(Collected data)
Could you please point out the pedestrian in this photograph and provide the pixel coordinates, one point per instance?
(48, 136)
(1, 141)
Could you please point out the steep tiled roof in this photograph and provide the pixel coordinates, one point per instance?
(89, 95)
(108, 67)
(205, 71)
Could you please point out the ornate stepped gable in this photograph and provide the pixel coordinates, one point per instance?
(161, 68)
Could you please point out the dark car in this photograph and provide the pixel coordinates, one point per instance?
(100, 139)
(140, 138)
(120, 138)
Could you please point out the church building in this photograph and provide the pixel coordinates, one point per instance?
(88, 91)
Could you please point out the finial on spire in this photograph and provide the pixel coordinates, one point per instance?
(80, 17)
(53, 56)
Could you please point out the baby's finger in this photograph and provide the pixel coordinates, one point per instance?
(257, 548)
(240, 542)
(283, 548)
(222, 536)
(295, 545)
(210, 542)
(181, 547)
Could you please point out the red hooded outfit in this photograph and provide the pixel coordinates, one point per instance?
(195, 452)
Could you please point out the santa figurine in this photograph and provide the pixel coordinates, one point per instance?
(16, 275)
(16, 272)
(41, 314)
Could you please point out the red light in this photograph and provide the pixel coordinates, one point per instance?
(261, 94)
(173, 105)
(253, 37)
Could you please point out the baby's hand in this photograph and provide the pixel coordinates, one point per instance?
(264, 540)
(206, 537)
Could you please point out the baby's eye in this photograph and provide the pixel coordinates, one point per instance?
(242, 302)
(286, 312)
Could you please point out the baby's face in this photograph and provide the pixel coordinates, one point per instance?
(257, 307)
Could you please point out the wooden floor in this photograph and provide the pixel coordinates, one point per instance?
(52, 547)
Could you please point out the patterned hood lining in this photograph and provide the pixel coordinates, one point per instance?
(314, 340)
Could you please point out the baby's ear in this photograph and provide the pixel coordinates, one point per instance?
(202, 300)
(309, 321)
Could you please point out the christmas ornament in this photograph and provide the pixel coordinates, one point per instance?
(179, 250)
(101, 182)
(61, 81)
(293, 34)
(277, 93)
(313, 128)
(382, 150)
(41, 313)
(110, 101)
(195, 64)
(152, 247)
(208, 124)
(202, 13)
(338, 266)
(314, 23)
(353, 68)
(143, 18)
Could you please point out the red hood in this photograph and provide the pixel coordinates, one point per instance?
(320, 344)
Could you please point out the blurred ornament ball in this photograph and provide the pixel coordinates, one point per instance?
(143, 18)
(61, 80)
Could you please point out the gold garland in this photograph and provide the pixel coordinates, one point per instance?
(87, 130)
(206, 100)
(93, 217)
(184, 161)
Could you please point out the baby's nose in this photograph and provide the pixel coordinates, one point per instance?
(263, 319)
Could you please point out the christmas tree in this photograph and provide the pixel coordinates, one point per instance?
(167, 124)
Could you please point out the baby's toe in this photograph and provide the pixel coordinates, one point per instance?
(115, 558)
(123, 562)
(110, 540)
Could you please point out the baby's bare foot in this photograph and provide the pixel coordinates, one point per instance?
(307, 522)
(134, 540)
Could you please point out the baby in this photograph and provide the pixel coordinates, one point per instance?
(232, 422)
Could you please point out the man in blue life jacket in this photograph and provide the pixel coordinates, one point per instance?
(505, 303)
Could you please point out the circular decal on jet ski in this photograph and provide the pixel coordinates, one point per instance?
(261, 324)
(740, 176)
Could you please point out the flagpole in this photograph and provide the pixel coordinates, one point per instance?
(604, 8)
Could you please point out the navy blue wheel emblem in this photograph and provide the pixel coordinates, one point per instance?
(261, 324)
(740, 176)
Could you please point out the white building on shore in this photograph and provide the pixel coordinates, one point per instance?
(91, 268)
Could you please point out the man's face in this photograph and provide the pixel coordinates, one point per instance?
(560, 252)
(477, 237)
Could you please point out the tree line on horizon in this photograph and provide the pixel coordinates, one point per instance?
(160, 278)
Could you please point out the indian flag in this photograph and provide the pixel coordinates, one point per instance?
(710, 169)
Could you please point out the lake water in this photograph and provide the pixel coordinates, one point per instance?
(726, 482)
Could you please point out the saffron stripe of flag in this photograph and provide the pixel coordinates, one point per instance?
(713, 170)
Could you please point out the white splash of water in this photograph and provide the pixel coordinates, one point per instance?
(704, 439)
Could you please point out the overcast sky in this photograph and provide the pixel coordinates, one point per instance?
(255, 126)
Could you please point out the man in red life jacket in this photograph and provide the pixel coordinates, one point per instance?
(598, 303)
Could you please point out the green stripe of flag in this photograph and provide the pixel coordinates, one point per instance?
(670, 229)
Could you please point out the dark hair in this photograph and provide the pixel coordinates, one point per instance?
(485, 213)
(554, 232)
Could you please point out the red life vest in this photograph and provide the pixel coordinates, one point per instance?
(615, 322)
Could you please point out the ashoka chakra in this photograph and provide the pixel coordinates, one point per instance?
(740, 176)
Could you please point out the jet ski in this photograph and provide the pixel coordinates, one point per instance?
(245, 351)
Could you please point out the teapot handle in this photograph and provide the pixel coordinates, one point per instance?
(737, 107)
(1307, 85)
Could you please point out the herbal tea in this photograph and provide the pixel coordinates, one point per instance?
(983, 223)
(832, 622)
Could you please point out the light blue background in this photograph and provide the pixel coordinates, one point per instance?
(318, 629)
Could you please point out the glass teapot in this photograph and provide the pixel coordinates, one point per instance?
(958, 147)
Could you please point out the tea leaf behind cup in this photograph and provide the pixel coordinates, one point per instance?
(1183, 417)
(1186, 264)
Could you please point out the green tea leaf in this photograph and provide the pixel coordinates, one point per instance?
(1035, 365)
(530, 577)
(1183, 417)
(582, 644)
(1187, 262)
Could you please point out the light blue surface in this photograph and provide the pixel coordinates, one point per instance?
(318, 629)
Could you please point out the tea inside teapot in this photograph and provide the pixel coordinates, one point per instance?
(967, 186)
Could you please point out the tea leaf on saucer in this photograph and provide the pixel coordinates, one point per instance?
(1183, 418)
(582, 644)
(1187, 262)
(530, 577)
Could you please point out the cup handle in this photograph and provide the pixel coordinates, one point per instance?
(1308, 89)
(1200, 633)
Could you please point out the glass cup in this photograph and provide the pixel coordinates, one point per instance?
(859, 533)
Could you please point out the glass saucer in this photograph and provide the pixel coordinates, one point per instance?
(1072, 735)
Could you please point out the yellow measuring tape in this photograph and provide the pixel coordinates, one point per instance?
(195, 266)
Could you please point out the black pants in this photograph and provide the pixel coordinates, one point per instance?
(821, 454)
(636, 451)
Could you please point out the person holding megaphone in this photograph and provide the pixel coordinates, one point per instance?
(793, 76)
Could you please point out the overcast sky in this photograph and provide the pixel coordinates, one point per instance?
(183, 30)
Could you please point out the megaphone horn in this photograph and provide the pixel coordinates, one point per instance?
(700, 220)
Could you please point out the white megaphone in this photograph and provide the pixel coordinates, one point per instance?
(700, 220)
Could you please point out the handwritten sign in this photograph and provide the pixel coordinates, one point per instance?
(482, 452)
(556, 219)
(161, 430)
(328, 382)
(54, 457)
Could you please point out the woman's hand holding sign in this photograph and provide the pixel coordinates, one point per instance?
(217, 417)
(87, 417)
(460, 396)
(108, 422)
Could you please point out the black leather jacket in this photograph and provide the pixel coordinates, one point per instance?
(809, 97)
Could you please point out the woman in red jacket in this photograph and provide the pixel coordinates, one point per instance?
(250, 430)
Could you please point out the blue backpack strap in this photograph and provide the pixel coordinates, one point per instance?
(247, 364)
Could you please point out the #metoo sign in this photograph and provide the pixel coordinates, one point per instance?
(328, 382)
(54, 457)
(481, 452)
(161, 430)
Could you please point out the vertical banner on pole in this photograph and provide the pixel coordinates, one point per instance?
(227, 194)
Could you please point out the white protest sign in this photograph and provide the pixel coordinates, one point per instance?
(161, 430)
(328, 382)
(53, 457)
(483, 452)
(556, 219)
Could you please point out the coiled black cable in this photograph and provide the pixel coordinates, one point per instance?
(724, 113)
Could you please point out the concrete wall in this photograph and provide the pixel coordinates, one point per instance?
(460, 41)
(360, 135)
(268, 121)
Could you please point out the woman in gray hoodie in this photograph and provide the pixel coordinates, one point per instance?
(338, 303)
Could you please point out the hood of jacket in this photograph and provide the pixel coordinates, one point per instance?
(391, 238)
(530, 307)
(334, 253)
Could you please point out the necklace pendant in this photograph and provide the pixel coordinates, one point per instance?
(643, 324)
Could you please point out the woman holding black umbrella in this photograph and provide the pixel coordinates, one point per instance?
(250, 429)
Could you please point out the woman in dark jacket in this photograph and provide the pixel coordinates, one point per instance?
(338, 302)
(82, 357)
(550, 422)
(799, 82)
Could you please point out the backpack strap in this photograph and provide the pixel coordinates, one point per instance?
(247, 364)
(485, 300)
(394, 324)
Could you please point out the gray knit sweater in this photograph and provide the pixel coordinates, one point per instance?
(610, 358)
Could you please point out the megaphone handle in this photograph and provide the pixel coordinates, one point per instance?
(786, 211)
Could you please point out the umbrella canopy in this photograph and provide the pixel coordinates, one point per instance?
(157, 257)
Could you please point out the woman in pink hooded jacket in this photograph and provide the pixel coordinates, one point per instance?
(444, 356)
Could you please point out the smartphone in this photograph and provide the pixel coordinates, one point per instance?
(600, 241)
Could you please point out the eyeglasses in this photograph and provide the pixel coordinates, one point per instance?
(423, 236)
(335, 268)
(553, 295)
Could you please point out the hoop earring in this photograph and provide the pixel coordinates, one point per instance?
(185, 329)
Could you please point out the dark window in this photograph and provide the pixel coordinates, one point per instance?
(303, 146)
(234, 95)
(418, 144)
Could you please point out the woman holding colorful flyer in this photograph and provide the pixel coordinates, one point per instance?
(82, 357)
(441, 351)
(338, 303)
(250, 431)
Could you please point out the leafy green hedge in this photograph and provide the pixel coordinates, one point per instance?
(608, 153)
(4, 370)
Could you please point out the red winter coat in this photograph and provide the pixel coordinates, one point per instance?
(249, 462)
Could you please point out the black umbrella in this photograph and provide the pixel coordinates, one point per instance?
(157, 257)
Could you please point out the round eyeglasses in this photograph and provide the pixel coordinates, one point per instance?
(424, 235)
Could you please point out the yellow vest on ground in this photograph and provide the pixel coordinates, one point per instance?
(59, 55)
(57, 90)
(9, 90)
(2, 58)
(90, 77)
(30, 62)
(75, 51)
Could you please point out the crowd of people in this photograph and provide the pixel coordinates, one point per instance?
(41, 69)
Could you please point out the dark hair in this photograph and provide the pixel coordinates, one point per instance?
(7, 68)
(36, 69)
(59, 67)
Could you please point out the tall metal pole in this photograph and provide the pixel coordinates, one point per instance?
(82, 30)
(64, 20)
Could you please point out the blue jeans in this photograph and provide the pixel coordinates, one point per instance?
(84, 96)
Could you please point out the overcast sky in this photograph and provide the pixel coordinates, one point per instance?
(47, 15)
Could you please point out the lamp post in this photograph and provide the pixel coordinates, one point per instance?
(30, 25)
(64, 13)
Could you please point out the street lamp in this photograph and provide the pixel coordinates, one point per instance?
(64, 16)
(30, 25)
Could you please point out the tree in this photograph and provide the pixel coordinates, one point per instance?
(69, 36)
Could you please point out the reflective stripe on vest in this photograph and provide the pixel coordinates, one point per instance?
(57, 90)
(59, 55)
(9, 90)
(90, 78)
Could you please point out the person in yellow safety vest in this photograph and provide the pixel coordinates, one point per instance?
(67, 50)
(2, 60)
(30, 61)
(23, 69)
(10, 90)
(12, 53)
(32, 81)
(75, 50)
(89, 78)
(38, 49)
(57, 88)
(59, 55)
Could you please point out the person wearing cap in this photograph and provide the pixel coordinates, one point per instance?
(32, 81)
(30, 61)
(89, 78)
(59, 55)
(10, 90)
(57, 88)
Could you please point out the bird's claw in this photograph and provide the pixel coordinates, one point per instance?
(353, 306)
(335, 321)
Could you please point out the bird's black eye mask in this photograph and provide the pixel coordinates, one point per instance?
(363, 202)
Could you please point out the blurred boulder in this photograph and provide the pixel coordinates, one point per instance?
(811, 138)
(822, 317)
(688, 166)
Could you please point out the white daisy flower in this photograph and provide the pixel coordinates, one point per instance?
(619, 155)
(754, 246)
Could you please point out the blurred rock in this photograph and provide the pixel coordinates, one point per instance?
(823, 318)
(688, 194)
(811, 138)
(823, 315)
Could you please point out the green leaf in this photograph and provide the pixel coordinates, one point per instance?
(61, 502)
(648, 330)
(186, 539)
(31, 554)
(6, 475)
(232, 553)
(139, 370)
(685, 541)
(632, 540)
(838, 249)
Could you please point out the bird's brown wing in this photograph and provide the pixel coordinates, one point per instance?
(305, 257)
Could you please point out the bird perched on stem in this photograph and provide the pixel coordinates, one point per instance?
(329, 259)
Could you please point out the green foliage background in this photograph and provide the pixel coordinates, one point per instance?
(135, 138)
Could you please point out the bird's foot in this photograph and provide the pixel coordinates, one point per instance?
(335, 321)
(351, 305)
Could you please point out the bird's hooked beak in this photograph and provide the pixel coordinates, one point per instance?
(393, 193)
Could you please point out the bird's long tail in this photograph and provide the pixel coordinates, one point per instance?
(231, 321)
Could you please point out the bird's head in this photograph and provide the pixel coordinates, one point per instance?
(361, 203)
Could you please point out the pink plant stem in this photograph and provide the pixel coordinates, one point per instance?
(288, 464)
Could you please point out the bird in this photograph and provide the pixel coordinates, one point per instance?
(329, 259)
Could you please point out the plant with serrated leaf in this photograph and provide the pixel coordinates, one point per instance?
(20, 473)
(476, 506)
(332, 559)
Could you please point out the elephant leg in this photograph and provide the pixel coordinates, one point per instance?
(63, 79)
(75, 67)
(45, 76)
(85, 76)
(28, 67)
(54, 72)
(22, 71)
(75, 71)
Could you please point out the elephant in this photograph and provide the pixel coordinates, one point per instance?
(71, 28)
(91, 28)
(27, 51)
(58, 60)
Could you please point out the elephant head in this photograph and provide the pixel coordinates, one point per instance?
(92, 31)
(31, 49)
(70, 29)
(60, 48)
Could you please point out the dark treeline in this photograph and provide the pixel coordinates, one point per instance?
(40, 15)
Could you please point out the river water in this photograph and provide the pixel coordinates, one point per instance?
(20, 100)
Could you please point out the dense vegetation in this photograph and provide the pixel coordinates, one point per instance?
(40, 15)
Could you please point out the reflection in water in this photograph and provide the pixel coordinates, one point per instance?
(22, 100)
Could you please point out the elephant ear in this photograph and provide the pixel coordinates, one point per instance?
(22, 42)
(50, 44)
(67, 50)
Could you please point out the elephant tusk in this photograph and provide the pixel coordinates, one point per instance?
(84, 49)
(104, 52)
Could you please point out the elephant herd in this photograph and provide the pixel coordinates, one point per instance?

▸ **Task**
Please retype, exactly as written, every line from the line containing "Could you please point out the elephant in" through the last line of the records above, including both of those lines, and nothing else.

▸ **Answer in full**
Could you please point out the elephant in this photograph and provide the pixel coordinates, one point per instance?
(71, 28)
(91, 28)
(27, 51)
(58, 60)
Could you please point out the elephant head in this photograph and provide the pixel coordinates, one point per instance?
(92, 31)
(31, 49)
(70, 29)
(60, 48)
Could you please point out the dark treeline in this photograph and provide the pixel coordinates, one point per instance?
(40, 15)
Could you please point out the river water in this photograph and provide the pixel coordinates, one point per instance?
(20, 100)
Could you please point out the dense vegetation in this photograph and provide the pixel coordinates, one point per instance?
(40, 15)
Could you please point out the reflection in water in this photograph and provide the pixel coordinates, one point per instance?
(22, 100)
Could you please point out the elephant ear in this photograph and provide the pixel coordinates, one point per instance?
(22, 42)
(50, 44)
(67, 50)
Could you please point out the elephant tusk in this photograph and provide the pixel coordinates, one point per instance?
(84, 49)
(104, 52)
Could you please point out the elephant herd in this photograph and provide the pixel coordinates, one point per instance?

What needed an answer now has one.